**Aim of the exercise**
Check the data underneath for lines holding the word "dark", and state only how many you find.
- Opening Delimiter -
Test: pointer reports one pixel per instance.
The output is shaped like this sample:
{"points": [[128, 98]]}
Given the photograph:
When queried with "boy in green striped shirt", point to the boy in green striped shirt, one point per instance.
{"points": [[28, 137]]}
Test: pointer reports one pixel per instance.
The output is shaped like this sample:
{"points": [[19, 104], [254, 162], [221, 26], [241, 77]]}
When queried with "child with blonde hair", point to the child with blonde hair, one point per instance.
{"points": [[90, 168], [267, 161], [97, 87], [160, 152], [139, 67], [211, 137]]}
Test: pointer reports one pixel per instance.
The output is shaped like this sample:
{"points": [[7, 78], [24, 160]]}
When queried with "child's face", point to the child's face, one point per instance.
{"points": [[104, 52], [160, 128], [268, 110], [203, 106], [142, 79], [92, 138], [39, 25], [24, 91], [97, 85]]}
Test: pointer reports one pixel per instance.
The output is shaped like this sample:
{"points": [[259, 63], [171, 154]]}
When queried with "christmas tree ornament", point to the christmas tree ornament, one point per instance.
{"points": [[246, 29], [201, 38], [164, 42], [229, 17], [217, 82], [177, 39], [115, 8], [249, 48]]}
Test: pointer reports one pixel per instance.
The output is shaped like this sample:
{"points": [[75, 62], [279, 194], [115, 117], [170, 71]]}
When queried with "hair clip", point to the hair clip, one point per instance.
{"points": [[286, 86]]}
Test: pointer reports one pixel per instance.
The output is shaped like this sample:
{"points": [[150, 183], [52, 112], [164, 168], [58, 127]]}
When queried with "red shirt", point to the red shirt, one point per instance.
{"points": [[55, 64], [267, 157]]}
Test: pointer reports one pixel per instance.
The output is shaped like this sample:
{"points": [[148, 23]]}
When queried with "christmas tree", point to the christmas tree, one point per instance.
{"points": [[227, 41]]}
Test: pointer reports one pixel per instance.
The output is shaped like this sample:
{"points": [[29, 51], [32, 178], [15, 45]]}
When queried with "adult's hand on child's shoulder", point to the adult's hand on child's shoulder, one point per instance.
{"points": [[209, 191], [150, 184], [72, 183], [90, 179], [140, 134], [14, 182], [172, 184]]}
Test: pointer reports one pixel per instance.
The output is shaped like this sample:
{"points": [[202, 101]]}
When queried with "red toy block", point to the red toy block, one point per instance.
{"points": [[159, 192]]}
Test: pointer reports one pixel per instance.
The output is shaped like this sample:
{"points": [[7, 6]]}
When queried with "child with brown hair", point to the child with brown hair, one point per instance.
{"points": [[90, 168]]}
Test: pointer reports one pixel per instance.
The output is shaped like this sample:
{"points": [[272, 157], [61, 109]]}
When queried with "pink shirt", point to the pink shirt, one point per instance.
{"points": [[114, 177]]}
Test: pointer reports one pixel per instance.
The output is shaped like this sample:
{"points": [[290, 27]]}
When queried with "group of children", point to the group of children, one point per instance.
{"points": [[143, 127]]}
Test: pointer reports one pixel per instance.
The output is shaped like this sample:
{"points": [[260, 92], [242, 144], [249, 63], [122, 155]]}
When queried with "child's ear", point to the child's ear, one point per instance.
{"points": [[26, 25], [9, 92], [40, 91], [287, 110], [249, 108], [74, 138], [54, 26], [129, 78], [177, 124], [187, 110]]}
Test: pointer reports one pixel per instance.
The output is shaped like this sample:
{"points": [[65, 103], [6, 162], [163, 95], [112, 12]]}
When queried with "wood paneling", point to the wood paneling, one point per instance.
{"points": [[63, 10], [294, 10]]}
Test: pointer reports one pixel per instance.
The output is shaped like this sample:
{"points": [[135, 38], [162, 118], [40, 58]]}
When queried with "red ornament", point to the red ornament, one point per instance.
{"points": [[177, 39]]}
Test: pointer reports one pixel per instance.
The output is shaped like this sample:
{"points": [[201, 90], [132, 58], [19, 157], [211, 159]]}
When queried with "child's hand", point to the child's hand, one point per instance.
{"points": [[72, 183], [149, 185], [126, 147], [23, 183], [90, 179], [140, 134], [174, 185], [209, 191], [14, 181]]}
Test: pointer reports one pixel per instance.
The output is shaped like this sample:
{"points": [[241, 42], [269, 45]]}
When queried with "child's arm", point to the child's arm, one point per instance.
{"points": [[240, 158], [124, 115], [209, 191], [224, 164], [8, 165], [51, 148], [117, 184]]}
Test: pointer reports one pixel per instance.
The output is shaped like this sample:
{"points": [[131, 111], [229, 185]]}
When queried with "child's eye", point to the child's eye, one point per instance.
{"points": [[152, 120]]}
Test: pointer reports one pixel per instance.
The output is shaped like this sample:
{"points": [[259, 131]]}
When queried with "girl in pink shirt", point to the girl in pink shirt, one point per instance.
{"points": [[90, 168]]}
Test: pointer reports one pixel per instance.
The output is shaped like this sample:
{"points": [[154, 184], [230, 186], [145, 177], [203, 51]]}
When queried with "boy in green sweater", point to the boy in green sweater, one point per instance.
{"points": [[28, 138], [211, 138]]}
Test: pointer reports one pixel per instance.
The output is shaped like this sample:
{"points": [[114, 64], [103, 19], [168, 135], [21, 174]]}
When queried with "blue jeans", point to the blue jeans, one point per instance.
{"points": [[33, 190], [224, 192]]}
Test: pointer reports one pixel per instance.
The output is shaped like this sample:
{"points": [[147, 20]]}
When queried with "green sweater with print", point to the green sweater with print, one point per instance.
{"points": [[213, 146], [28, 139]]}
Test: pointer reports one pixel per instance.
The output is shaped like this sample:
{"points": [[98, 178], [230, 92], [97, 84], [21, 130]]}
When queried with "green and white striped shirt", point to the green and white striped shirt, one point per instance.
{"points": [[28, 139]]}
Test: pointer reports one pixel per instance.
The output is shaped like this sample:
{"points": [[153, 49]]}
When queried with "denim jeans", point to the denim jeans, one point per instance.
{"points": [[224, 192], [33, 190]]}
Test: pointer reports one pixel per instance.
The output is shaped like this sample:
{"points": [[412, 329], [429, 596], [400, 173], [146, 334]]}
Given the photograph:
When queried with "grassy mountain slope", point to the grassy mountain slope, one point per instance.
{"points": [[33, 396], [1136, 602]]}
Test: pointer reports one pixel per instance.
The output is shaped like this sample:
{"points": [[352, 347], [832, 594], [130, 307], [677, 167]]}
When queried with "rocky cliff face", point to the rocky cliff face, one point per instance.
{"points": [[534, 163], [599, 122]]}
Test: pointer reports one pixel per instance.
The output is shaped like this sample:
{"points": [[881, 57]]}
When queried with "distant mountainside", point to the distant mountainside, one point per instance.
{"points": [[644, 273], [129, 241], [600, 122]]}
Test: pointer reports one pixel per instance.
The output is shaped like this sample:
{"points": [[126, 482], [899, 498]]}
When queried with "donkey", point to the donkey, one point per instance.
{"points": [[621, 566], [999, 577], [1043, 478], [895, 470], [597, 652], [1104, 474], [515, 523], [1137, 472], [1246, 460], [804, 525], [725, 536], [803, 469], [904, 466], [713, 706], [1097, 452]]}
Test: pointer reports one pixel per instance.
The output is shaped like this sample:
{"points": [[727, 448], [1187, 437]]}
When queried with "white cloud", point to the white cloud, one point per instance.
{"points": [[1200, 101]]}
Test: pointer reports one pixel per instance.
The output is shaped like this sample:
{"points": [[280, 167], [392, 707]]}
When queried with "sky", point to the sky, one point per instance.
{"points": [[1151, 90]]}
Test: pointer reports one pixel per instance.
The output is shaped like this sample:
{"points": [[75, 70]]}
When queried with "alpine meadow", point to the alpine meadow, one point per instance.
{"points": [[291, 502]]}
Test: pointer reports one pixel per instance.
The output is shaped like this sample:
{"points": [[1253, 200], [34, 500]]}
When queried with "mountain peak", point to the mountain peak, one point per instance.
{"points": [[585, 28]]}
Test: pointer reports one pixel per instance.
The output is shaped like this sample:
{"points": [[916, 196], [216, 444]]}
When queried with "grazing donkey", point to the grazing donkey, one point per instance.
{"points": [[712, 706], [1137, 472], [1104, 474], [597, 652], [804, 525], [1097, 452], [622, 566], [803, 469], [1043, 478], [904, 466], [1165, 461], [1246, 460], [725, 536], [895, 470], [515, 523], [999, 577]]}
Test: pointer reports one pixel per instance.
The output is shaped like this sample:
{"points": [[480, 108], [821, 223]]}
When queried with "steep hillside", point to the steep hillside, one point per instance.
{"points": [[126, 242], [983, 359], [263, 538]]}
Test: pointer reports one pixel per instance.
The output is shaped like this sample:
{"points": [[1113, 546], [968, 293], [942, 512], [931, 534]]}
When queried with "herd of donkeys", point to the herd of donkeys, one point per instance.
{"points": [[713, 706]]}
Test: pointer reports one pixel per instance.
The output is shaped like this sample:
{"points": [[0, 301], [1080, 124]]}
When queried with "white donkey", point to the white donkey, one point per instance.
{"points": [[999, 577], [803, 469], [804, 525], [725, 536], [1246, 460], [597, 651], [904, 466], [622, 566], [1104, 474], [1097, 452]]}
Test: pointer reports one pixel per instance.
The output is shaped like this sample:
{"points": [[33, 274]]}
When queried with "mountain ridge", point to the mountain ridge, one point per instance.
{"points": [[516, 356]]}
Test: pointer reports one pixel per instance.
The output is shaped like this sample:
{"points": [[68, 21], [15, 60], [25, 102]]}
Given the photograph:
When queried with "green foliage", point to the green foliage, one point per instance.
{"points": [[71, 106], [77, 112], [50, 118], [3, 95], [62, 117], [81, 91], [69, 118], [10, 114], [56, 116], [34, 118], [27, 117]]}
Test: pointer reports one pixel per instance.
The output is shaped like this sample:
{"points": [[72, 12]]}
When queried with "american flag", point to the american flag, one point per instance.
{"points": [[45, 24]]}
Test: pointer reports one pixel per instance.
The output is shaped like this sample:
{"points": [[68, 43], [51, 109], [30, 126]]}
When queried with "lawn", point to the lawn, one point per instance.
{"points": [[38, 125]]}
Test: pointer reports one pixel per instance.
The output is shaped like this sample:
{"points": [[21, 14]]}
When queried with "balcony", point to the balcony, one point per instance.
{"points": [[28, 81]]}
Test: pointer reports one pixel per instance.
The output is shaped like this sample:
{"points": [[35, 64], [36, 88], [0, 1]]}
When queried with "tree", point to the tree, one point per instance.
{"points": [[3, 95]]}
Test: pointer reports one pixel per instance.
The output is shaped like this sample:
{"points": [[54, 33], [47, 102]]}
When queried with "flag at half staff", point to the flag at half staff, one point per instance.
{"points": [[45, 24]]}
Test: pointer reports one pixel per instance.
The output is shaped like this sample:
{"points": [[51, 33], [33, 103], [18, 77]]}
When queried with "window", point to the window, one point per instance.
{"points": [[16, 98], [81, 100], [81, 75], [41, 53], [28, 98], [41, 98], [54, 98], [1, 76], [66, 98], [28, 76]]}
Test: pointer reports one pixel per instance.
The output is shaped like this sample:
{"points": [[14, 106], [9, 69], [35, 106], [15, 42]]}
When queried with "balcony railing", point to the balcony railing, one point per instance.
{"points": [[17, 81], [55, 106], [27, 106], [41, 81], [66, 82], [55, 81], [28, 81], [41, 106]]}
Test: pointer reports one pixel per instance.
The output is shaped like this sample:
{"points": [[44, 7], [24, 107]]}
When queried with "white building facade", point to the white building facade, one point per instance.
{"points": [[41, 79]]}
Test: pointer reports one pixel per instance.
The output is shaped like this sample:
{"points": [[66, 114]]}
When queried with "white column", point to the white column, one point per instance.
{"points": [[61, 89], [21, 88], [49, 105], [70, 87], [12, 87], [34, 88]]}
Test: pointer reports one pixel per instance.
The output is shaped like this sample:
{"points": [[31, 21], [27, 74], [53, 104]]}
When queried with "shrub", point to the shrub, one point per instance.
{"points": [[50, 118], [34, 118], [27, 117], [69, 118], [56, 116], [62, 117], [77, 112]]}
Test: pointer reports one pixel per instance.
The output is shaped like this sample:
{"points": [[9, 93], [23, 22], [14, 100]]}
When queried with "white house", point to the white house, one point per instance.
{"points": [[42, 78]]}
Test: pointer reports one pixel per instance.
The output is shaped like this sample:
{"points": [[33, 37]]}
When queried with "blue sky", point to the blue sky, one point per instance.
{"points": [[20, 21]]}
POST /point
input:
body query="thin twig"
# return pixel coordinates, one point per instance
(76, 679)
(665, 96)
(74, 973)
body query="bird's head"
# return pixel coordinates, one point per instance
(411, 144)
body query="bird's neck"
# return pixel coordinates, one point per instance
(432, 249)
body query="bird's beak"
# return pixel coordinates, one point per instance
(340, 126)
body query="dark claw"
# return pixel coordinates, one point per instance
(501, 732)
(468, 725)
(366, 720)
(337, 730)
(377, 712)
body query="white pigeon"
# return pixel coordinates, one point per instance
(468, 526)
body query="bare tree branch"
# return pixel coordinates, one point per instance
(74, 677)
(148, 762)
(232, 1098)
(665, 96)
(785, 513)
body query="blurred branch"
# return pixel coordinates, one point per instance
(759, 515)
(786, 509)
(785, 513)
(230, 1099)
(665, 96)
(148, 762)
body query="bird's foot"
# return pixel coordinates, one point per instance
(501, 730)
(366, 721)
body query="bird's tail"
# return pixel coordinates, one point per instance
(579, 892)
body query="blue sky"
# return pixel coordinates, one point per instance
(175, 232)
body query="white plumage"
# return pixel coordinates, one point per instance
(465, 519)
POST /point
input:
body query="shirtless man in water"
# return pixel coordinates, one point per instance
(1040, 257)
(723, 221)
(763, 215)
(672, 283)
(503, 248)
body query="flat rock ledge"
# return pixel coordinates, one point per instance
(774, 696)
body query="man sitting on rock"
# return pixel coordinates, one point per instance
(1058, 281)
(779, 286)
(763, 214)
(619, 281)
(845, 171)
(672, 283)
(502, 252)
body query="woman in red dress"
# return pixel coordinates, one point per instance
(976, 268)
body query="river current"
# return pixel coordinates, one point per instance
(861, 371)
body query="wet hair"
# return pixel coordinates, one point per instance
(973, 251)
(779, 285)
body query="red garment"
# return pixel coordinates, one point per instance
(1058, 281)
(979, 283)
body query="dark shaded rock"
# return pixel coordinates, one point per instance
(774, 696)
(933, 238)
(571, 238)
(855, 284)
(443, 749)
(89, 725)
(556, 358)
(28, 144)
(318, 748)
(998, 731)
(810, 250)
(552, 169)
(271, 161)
- Closing Delimiter -
**The answer**
2